# What's this? Identity crisis.



## ActionCatt (Feb 5, 2015)

Hi guys. Brand new user here, although I've lurked this forum all day in hopes of finding a problem similar to mine, to the point of giving up and getting a headache.

So. A neighbor is moving out and she came by asking if I want her pet tortoise. I've kept turtles before and she would come over and watch them swim. I wasn't aware that she had a tortoise herself. So I say sure, and she hands over the box and says she isn't sure what kind it is, but it eats grass and mostly green stuff. And then she leaves. So.. Please if someone could help identify this rather large little guy/girl? Thank you all in advance.


----------



## mike taylor (Feb 5, 2015)

You're in California aren't you . Desert tortoise thats what you got . Lets hit up the forum glue @ Yvonne for care information .


----------



## dmmj (Feb 5, 2015)

Gopher tortoise, aka desert tortoise.


----------



## mike taylor (Feb 5, 2015)

Haha I posted first!


----------



## ActionCatt (Feb 5, 2015)

Yup California. She also wasn't sure of its age.. Oh I was hoping it wouldn't be one of those sulcata tortoises, they are freakishly huge.


----------



## wellington (Feb 5, 2015)

Not a sulcata. Nice looking tort. There are laws about them. @yvonne can fill you in.
Congrats and Welcom


----------



## mike taylor (Feb 5, 2015)

Did she give you any papers with the tort? I ask because you need a permit to keep them . But @yvonne is the one that can help you with all the information you will need . By the way welcome to TFO!


----------



## dmmj (Feb 5, 2015)

Dom't worry them about laws and permits, the permits are free avaiable from the cttc, and no law against keeping them. oh an being first doesn't count with mods.


----------



## Yvonne G (Feb 5, 2015)

Hi Catt, and welcome to the forum!

Your tortoise isn't quite full grown. He may get about 4 or 5 more inches longer (in a straight line front to back).

You can contact any of the chapters of California Turtle & Tortoise club for the papers to register your tortoise, and like david said, it's free.


----------



## mike taylor (Feb 5, 2015)

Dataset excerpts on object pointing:
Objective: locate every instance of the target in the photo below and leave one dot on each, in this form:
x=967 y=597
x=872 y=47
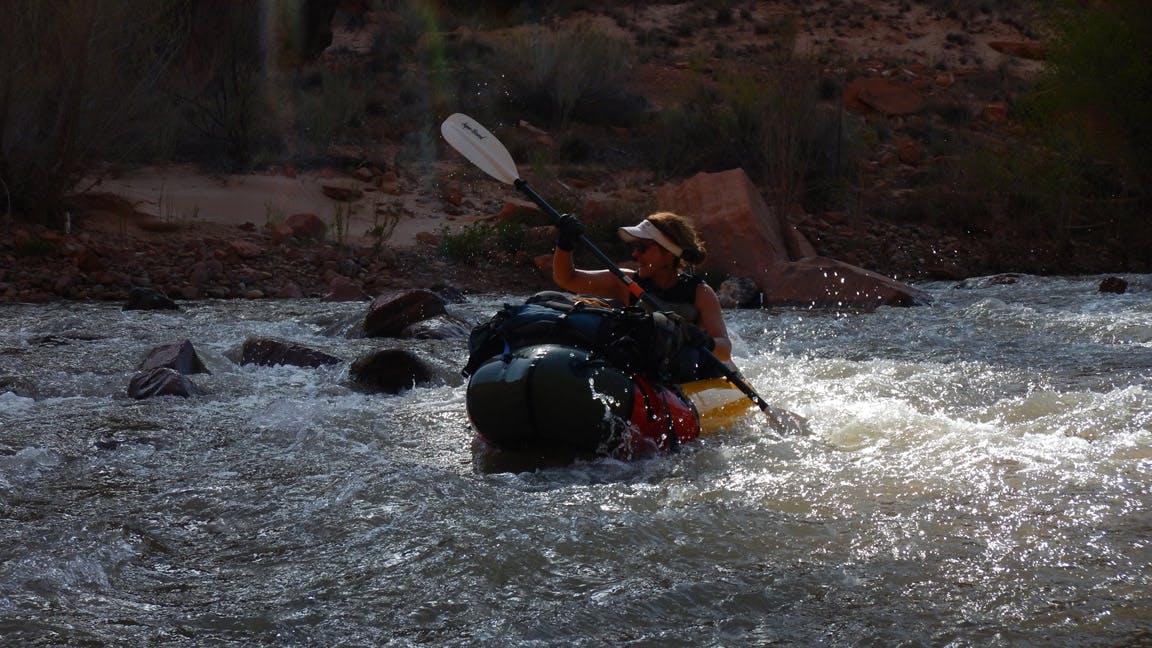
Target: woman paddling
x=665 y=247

* * *

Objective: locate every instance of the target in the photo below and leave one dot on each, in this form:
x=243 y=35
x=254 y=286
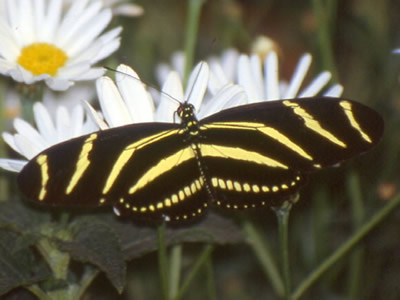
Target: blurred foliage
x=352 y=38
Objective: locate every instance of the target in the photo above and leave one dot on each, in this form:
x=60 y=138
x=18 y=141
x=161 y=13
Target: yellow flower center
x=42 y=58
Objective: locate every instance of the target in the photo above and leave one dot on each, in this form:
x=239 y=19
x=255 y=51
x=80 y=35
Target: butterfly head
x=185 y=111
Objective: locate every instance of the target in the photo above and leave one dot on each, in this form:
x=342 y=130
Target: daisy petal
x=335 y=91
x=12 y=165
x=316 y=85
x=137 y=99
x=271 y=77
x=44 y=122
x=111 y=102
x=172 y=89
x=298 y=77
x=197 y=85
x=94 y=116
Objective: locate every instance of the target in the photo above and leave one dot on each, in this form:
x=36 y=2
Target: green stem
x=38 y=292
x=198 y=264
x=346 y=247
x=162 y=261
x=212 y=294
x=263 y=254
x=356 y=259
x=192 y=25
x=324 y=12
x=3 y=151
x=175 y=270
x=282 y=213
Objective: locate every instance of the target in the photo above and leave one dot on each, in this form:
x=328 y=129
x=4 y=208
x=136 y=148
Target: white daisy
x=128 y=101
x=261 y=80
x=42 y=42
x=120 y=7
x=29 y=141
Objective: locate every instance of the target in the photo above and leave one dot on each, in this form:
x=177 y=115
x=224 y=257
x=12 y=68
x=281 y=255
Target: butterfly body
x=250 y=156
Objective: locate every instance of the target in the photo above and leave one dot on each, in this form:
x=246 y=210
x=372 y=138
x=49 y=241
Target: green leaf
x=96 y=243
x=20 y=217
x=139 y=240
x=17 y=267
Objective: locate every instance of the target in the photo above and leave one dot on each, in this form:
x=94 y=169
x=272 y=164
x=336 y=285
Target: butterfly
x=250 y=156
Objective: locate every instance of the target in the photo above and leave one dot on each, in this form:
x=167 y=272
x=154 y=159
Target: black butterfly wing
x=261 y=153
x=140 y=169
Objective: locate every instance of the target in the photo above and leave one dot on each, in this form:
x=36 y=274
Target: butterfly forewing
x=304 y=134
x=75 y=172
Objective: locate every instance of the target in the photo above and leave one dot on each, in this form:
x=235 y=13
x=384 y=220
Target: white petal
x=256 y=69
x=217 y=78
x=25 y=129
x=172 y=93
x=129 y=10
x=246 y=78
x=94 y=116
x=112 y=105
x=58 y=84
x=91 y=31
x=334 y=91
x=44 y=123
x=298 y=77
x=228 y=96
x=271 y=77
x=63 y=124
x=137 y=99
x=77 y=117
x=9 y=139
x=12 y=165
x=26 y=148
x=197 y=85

§ **Required work**:
1. In the tortoise thread, reproduce the passage that begins at the words "Hi Catt, and" and ends after "front to back).".
2. In the tortoise thread, why does mike taylor ask whether any papers came with the tortoise? Answer in one to three sentences.

§ **Answers for this exercise**:
1.
Hi Catt, and welcome to the forum!

Your tortoise isn't quite full grown. He may get about 4 or 5 more inches longer (in a straight line front to back).

2. He asks because a permit is needed to keep a desert tortoise, and papers from the previous owner would show whether it already had one.